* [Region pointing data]
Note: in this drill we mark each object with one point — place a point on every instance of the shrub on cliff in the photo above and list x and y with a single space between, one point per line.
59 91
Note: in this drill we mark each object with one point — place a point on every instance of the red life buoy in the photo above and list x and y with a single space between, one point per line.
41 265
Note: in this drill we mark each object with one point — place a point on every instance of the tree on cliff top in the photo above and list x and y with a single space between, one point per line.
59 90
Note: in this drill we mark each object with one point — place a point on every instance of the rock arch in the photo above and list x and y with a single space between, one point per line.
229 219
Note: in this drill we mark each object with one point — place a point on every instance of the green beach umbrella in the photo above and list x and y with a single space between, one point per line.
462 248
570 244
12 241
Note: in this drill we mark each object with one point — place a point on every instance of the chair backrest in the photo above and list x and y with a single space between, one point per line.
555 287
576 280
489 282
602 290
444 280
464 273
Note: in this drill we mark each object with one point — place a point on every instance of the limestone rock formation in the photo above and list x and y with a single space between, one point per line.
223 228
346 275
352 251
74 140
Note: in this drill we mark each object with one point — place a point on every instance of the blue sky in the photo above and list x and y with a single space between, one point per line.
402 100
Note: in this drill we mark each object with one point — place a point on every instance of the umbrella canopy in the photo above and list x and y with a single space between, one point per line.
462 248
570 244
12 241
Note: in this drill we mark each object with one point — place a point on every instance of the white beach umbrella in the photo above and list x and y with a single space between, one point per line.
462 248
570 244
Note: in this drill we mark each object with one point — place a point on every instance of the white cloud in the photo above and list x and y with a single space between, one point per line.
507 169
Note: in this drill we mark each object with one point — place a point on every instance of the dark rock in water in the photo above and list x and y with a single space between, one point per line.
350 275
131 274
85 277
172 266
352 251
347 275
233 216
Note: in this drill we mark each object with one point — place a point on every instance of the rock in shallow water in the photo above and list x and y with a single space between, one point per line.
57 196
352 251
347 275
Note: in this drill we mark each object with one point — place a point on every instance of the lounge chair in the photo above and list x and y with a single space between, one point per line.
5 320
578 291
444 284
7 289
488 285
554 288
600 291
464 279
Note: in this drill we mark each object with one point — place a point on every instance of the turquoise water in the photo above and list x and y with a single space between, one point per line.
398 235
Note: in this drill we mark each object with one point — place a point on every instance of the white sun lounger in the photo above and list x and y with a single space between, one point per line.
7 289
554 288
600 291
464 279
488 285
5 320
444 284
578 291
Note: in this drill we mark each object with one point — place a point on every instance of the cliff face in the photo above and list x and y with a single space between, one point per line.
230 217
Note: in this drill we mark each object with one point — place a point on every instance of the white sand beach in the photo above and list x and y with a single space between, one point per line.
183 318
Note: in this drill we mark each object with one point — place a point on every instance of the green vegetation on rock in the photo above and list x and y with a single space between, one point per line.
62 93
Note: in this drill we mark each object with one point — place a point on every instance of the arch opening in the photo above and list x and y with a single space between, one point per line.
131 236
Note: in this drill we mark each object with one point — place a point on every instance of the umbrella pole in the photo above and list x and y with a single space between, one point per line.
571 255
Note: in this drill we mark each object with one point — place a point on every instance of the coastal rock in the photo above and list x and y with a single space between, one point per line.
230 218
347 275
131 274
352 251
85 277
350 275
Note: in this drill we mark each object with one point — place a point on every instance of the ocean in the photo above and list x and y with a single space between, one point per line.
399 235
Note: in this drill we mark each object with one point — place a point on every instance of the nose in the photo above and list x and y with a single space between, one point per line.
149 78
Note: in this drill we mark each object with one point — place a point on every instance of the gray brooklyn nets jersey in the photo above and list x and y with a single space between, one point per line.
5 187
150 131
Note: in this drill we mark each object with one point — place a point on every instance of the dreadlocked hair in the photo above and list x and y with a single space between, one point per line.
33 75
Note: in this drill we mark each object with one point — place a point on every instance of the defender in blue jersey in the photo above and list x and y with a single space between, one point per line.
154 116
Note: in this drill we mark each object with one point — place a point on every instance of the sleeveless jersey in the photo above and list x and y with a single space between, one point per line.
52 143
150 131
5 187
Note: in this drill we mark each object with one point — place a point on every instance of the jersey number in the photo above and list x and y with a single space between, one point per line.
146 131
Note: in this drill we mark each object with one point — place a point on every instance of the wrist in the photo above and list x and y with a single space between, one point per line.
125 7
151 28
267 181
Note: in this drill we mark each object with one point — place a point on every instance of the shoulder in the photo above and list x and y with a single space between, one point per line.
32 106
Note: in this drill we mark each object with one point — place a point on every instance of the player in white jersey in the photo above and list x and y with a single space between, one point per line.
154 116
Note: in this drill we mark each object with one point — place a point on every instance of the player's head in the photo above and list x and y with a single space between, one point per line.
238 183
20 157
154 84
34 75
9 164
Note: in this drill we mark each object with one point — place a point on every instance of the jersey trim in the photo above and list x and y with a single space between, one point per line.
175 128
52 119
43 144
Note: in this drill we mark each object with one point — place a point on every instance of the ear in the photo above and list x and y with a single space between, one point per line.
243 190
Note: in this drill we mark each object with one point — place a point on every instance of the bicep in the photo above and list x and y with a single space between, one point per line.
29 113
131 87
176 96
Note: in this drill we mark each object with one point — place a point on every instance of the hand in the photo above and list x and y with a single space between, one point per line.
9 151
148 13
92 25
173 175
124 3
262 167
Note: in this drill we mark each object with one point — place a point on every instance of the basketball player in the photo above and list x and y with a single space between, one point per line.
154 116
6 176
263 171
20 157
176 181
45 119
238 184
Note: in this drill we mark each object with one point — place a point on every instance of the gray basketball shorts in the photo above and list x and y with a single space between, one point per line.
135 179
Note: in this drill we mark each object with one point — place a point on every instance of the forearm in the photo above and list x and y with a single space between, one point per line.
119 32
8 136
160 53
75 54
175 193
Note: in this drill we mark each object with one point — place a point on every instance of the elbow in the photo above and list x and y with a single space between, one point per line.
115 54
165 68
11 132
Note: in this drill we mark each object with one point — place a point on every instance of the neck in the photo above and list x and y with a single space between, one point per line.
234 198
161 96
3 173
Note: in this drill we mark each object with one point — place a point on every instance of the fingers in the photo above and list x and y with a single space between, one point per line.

* [Instructions for the task] Could you copy out the data in full, exactly as it is written?

* [Expected output]
Note: in this drill we mark each object with one point — place a point on every instance of the shrub on cliff in the photo above and list x and y with a single space between, one point per line.
59 91
Note: in this drill we mark each object with one point — place a point on every instance of the red life buoy in the photo above and list x and y with a single space between, one point per line.
41 265
Note: in this drill we mark each object with one point — place a point on every instance of the tree on cliff top in the photo above and list x and y with a single space between, one point per line.
59 90
Note: in this drill we mark each object with one point — place a point on every instance of the rock arch in the photo above and list x and y with a single space between, one point per line.
229 219
Note: in this drill we mark each object with one point — place a point on every instance of the green beach umbrella in the photo above and list x and y with a single space between, one point per line.
462 248
570 244
12 241
Note: in this drill we mark each object with one point — place a point on every instance of the chair backrest in the photo above and list x and y with a single space between, one point per line.
555 287
576 280
489 282
602 290
444 280
464 273
Note: in this drill we mark each object with one point — place a point on every instance of the limestone rock formation in the photo above and list x and y with a single space between, one point per line.
223 228
346 275
352 251
74 140
Note: in this drill we mark each object with one point — place a point on every instance of the blue sky in the photo above and list x and y with a single space between, one point per line.
402 100
Note: in this drill we mark each object with one point — place a point on every instance of the umbrella canopy in the photo above and list x and y with a single space between, one point per line.
462 248
570 244
12 241
Note: in this drill we mark each object with one point — place a point on every instance of the white beach umbrella in the photo above and list x and y with a single space between, one point per line.
462 248
570 244
Note: in this drill we mark each object with one point — place a point on every instance of the white cloud in the photo above and list x and y with a single space between, one point per line.
507 169
Note: in this drill we mark each object with one point — place a point on every instance of the dark rock in water in the photo above and list x and y with a single space between, one point per line.
350 275
131 274
85 277
172 266
352 251
347 275
233 216
Note: in this drill we mark each object with one point — place a point on every instance of the rock in shallow water in the photo above and list x and y with a single space between, one point per line.
57 196
352 251
347 275
Note: in this drill we mark each object with one point — place a point on every instance of the lounge chair in the photo above and list x and y with a single space between, one point per line.
5 320
578 291
444 284
7 289
488 285
554 288
600 291
464 279
Note: in this drill we mark each object with one point — place a point on every instance of the turquoise water in the photo above and list x and y with a single space between, one point per line.
398 235
Note: in this drill we mark each object with one point — place a point on every instance of the white sun lounger in the photo above and list x and y with a single space between, one point per line.
7 289
554 288
600 291
464 279
488 285
5 320
444 284
578 291
Note: in this drill we mark each object with one point — place a point on every instance of the cliff face in the photo above and list x and y with a single space between, one point per line.
230 217
Note: in this drill we mark each object with one point — place a point on every instance of the white sand beach in the photo above and list x and y with a single space between, one point per line.
183 318
Note: in this drill we mark each object with one point — place a point on every instance of the green vegetation on rock in the photo above and list x and y with a single space between, one point per line.
62 93
Note: in this drill we mark each object with one point — place a point on every instance of the arch opening in the photo above and list x and y with a single space between, one point per line.
131 236
Note: in this drill we mark each object with one point — place a point on every instance of the umbrella pole in the photo above and list x and y with a single space between, one point per line.
571 255
Note: in this drill we mark each object with one point — place a point on every instance of the coastal rock in the photo above and list x and y with a single space between, one point per line.
230 218
347 275
131 274
352 251
85 277
350 275
Note: in this drill we mark each object with one point — place a point on every instance of the ocean in the photo above and list x and y with a single space between, one point per line.
399 235
Note: in this drill we mark each object with one point — place a point on every instance of the nose in the photo above and list x and y with a single space between, one point per line.
149 78
Note: in this drill we mark each object with one point — place a point on every instance of the gray brooklyn nets jersey in the photo above and list x and y with a single space between, one point per line.
5 187
150 131
Note: in this drill we mark each object with one point — place a point on every instance of the dreadlocked hair in the photo above and list x and y with a single space between, one point per line.
33 75
Note: in this drill we mark each object with one point — place a point on every instance of the defender in blue jersey in the photo above and list x and y with a single space between, one point per line.
154 116
Note: in this drill we mark each object with one point — place a point on every instance of the sleeveless jersey in the photo above and list x and y with a single space between, one point per line.
52 143
150 131
5 187
Note: in this drill we mark each object with one point — place a point on every instance of the jersey number in the photo above and list x and y with a single space between, one point per line.
146 131
Note: in this drill we mark each object with one point — place a point on every instance of the wrist in the photo above and list x and y with a single space between, one point per line.
125 7
151 28
267 181
Note: in this drill we mark each object with one point — place a point on every instance of the shoulder in the photo above and list x and y with a single space between, one point per line.
32 106
Note: in this drill we mark each object with one point — place a point on every instance of the player in white jersey in the photo above and list x and y with a single space between, one point per line.
154 116
Note: in this drill we mark each object with one point — place a point on every instance of the player's head in the photo above and list x and y with a single space between, one point per line.
238 183
20 157
154 84
34 75
9 164
Note: in this drill we mark each object with one point — place a point on every instance of the jersey trim in the photo above and list x and y with a single space between, one point per line.
175 128
52 119
43 144
Note: in this drill we mark each object with one point — place a point on every instance of the ear in the photo above and list x and y with a single space between, one point per line.
243 190
Note: in this drill we mark each object with one point — place a point on every instance of the bicep in the photo above and list x and y with a single space between, one point per line.
29 113
131 87
176 96
Note: in this drill we mark each object with one point — place a point on every instance of the hand in the photo above and list x and y with a single space between, one point per line.
9 151
148 13
92 25
173 175
124 3
262 167
Note: in this drill we mark each object with one point — place a point on every instance of the basketball player in the photo above and list x and y with a single space between, one point per line.
154 116
6 176
263 171
20 157
176 181
45 119
238 184
Note: in this drill we mark each object with one point — place a point on every instance of the gray basketball shorts in the photo above and list x and y with a single space between, one point per line.
135 179
Note: in this drill we mark each object with one point — place a point on every instance of the forearm in the photo above and list x and y with a single space between, one point per line.
119 32
8 136
160 53
75 54
175 193
Note: in this drill we mark each object with one point — place a point on every instance of the elbow in the photo above and list x and y with a single space between, one point per line.
115 54
165 68
11 132
Note: in this drill we mark each object with one point — place a point on every instance of the neck in the photo above and list x and y with a single space between, one point per line.
234 198
161 96
3 173
Note: in this drill we mark each object with one point — place a point on every instance of the fingers in the photo above and list x and y with a single space between, one point per line.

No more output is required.